Objective – Pull out every line in the data below that contains the word "yellow", and copy each one in full.

Records provided –
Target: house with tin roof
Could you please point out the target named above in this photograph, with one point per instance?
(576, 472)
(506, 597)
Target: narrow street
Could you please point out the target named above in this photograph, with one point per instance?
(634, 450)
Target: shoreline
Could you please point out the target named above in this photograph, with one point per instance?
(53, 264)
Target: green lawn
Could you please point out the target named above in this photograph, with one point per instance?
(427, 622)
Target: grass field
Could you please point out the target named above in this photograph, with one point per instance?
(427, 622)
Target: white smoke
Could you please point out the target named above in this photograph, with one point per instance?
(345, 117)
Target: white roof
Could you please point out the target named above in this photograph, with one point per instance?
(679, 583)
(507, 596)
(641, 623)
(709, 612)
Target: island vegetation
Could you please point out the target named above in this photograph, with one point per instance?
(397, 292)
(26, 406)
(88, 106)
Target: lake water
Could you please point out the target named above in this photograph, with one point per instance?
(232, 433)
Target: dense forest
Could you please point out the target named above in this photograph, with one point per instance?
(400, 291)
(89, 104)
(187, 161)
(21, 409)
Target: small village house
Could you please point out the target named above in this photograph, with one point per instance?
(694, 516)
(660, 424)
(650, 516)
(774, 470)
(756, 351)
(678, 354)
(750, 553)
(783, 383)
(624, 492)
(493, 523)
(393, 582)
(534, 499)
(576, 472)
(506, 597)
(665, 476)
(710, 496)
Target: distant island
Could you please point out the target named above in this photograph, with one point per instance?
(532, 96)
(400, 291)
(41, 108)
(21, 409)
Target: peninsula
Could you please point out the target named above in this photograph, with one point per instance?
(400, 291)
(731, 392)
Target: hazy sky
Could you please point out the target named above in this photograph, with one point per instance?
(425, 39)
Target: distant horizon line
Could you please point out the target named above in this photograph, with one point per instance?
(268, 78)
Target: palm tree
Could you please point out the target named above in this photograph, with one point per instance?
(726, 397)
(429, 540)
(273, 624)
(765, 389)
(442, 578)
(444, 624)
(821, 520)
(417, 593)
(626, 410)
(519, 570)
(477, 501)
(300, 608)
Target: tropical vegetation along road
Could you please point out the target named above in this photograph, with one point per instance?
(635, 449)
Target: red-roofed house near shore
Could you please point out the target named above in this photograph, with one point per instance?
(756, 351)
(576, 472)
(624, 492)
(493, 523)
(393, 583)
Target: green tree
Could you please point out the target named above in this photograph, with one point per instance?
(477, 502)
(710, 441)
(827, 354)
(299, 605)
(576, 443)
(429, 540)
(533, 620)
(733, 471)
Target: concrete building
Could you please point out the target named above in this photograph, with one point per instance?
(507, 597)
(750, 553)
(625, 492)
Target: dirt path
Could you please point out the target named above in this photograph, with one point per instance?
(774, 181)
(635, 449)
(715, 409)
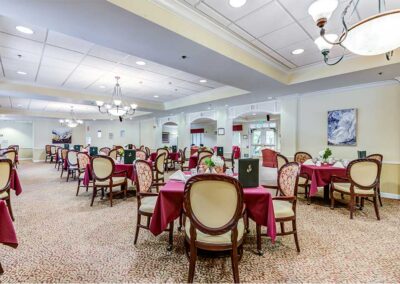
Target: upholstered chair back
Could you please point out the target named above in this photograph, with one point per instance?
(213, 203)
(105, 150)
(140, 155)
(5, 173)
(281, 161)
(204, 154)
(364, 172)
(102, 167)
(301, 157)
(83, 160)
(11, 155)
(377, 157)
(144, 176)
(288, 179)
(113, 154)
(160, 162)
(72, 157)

* * *

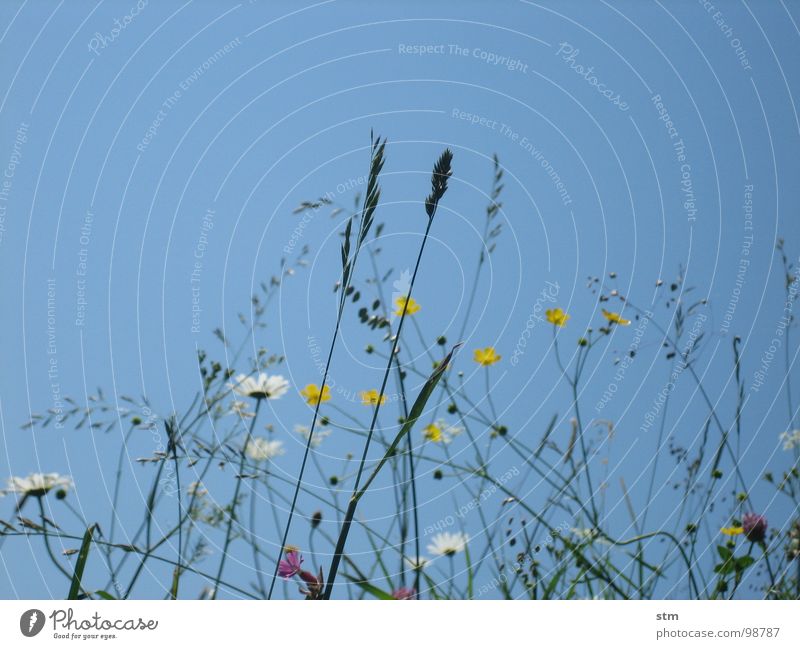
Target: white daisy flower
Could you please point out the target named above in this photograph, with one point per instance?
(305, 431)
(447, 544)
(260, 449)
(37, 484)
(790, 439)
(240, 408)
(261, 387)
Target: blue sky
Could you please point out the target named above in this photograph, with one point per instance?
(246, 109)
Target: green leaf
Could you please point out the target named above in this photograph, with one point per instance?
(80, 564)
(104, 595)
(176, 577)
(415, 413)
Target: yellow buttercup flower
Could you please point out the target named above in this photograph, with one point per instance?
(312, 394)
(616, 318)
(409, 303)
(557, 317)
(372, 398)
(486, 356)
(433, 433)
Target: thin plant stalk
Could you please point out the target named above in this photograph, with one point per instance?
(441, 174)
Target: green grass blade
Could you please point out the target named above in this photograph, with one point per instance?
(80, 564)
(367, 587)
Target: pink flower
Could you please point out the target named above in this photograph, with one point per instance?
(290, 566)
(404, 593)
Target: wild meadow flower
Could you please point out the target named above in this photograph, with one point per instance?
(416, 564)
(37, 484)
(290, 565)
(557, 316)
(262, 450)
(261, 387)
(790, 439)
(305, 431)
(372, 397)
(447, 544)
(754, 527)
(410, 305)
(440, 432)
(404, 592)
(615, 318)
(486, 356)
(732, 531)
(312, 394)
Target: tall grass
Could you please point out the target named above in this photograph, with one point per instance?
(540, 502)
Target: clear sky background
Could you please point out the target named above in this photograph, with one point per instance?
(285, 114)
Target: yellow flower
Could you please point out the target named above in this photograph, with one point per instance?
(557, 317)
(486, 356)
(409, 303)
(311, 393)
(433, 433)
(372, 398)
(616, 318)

Expected output –
Target: yellow buttercup flower
Target: yellow flower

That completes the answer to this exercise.